#### PROVIDED RECORDS ####

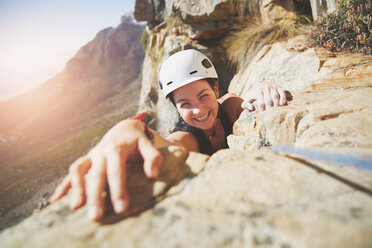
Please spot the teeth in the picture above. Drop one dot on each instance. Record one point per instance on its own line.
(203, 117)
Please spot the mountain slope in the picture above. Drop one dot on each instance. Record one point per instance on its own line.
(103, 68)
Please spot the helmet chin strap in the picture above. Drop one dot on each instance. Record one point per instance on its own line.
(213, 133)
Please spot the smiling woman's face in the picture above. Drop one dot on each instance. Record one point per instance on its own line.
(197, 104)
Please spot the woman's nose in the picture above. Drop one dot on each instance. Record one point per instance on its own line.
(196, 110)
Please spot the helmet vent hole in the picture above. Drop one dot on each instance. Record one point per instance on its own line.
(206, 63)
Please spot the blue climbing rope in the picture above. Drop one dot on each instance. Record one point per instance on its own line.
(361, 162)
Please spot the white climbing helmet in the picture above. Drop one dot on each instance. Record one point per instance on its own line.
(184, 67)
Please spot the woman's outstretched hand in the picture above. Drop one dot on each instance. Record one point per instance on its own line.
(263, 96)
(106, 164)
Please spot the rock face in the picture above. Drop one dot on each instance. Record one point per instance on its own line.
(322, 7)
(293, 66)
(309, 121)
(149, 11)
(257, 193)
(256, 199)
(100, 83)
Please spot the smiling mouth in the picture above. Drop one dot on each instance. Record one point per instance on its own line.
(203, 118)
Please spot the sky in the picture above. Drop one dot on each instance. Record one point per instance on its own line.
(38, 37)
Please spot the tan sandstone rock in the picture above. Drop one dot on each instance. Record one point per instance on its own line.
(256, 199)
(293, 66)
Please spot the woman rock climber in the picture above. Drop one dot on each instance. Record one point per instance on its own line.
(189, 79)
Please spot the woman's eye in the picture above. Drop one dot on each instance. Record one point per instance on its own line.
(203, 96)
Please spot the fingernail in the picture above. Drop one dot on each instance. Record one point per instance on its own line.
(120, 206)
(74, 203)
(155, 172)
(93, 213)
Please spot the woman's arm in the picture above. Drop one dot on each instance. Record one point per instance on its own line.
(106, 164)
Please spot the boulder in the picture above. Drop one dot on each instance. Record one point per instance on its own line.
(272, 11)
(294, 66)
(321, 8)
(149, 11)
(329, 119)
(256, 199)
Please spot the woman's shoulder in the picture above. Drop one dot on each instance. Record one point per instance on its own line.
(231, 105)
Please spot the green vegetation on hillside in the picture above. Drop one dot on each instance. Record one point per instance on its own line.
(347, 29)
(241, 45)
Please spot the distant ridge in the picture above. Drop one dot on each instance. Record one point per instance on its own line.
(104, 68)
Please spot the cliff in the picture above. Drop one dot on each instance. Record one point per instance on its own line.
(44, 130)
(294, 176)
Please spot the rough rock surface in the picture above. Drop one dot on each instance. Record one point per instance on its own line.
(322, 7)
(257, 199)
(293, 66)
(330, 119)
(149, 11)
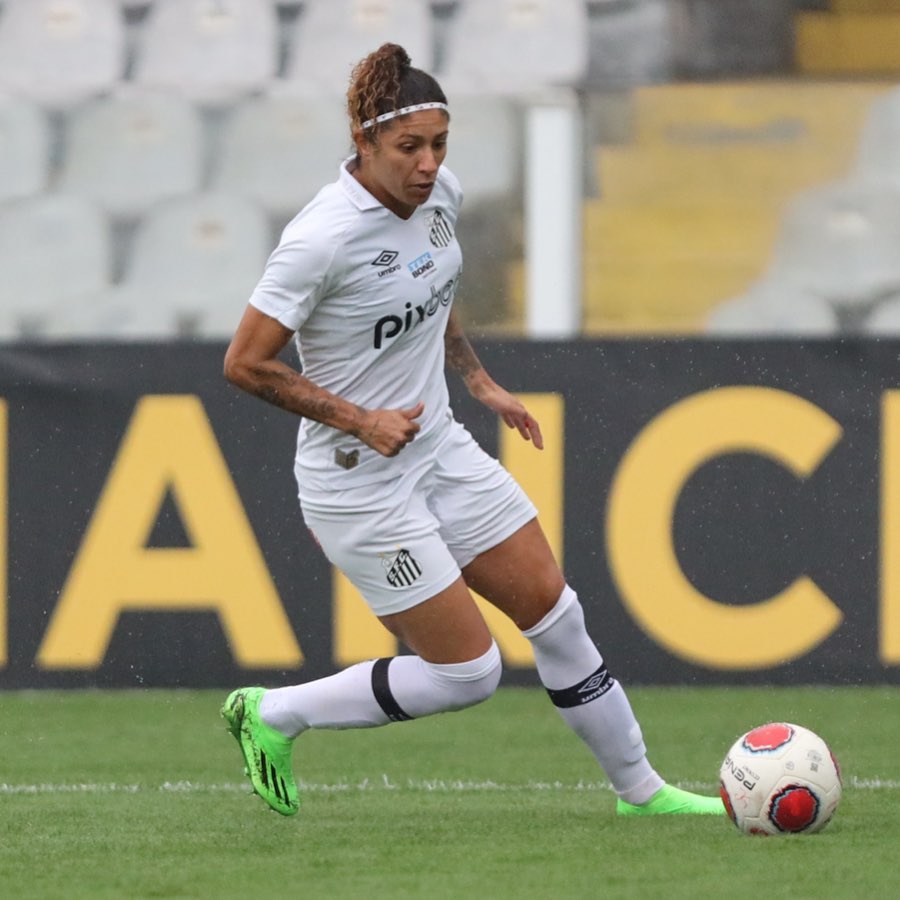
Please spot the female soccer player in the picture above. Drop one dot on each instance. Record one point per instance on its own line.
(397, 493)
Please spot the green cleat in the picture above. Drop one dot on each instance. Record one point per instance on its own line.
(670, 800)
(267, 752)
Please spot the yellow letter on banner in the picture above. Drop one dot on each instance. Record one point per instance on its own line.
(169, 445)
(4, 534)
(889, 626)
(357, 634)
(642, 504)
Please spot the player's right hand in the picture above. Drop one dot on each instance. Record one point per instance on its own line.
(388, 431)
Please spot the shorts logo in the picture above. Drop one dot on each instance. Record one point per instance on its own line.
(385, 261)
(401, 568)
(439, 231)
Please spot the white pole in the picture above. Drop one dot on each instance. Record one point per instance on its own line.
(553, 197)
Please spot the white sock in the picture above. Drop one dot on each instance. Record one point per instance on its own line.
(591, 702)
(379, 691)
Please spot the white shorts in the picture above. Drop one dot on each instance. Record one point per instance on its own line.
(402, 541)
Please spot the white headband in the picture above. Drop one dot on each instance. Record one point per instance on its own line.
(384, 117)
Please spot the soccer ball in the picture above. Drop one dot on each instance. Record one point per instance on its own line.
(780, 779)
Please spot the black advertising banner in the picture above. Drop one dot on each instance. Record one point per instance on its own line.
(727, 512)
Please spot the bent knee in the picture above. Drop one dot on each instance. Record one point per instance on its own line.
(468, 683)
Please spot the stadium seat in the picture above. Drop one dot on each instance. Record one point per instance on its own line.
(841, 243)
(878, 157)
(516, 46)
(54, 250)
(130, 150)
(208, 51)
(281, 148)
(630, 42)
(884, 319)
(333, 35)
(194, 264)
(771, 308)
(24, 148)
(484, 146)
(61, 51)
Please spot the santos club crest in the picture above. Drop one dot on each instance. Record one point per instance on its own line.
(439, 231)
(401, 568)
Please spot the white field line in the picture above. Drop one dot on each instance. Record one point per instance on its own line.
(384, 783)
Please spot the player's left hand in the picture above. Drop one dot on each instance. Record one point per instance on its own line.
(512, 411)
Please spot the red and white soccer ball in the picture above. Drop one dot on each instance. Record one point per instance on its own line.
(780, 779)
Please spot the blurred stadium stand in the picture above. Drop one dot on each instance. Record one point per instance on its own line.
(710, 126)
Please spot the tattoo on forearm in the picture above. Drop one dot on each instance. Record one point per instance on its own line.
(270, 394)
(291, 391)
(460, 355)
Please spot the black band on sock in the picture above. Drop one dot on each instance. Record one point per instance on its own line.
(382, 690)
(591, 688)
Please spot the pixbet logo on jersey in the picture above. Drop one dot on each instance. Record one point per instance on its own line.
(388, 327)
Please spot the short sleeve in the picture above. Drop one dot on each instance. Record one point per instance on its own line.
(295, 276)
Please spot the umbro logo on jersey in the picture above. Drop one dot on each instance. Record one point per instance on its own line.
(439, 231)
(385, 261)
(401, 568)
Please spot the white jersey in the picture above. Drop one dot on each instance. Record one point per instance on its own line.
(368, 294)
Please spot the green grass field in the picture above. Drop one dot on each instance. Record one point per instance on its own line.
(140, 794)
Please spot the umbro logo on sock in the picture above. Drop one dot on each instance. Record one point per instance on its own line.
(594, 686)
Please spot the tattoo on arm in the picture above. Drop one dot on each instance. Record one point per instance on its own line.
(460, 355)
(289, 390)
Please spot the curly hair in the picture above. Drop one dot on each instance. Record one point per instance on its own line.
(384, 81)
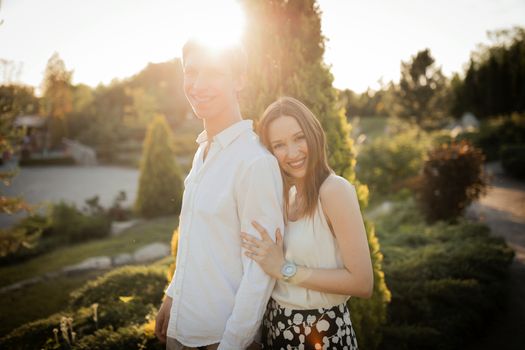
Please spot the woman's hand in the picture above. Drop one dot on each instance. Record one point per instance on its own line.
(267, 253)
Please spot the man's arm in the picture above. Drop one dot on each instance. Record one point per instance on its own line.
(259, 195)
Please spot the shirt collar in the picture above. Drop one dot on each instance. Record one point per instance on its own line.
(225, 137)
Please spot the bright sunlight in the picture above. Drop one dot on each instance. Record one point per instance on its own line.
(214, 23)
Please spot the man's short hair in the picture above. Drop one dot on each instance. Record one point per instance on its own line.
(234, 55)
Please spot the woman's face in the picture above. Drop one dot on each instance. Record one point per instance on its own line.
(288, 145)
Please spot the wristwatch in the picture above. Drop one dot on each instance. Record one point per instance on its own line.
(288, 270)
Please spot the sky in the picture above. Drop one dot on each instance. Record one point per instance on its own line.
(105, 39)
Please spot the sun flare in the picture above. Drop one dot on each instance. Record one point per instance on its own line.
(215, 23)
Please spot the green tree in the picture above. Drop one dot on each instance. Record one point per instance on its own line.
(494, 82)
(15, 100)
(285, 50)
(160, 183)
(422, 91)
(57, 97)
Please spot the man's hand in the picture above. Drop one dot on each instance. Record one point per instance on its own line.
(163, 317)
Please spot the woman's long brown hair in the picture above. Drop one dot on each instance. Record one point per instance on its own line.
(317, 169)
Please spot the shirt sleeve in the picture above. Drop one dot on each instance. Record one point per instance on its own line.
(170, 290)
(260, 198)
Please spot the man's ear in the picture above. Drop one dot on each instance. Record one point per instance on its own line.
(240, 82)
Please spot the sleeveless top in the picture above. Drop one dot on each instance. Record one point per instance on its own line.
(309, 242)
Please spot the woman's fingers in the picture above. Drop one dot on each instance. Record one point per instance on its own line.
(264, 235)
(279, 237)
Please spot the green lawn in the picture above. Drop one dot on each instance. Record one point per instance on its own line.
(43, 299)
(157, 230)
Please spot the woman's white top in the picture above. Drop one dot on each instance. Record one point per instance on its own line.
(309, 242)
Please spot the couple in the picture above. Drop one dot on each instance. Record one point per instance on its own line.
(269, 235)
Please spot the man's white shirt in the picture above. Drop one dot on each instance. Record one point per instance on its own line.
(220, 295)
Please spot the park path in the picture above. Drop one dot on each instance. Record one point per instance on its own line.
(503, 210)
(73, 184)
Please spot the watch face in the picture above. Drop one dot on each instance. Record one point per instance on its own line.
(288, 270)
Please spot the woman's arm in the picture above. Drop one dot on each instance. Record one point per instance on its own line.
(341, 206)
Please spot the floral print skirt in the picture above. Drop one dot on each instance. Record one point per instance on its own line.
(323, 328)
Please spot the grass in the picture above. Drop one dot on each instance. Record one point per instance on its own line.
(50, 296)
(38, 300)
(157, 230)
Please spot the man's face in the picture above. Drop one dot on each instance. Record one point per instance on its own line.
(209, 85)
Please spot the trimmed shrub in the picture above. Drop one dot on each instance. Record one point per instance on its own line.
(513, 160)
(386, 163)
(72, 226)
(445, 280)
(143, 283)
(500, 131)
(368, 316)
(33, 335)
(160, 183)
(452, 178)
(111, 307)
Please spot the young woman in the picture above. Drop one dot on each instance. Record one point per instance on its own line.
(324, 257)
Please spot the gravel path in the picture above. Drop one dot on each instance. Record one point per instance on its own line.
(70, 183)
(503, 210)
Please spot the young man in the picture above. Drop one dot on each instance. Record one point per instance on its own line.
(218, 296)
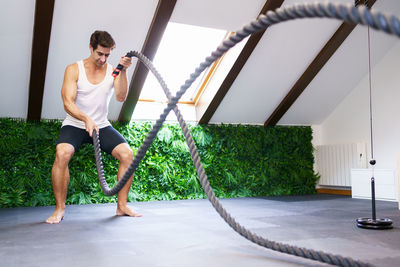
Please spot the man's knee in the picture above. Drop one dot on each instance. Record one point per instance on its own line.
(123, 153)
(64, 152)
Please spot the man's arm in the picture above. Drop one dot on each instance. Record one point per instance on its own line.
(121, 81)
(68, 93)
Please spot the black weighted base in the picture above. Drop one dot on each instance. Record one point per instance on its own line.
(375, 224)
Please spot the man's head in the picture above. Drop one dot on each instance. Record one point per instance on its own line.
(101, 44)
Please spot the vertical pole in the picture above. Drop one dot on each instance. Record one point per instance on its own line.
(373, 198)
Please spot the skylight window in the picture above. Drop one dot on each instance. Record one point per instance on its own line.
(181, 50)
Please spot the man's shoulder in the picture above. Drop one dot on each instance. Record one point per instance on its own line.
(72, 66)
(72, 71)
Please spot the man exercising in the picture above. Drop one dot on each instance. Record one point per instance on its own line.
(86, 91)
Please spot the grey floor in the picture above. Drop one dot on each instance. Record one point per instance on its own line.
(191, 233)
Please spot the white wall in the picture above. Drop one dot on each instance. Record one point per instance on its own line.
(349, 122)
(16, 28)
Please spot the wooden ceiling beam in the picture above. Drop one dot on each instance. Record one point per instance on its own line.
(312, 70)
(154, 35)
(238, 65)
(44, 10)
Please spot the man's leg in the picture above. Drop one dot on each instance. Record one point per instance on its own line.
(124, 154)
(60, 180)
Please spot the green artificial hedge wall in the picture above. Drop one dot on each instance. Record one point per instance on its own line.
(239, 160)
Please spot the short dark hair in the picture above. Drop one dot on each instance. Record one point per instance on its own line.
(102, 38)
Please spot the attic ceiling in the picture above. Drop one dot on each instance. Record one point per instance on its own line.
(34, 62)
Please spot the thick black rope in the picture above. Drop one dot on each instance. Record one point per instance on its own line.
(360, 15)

####

THE TASK: From the line holding "Please spot the skylight" down to the final line above, quote every line exactly and only those lines.

EXERCISE RESULT:
Please spot the skylight window in the picture above. Drop one dot on each instance. Record one point per instance on its own line.
(181, 50)
Please spot the man's shoulder in the picture above. Drop one dot on each instance. Record one point per instance on its own line.
(72, 66)
(72, 71)
Please spot the man exercising in the picture above. Drop one dot on each instance. Record one point per instance on its own line.
(86, 91)
Please spot the grey floor in the picture above. Drop one dot on each instance. Record one point per instance on its own line.
(191, 233)
Please spot the white wall in the picture above. Drop one dot on each instance. Record one point per instance on its own line.
(349, 122)
(16, 28)
Please spot the wooden ceiling beam in the picture above. Drop one dot on each instance. Record one point per instance on its own line.
(312, 70)
(154, 35)
(238, 65)
(44, 10)
Please spot the man's leg in the picture above. Drop one dot on each instance. Record one point per instance on its own line.
(124, 154)
(60, 180)
Please spot the green artificial hedge wall in the picture above. Drop one dot on each instance. Record one point per instance on its own line.
(239, 160)
Please spot the short dark hair in the picture above. Drop one dot on each instance. Record one point per instance on its own line.
(102, 38)
Please spot the attic ceiling in the picture above. Drop one dot on each instance. Record one point per instance on its own line.
(34, 62)
Please spot the thick black rope in the picture above. Drop one dot on each instance. Record one point per instance on its own line.
(360, 15)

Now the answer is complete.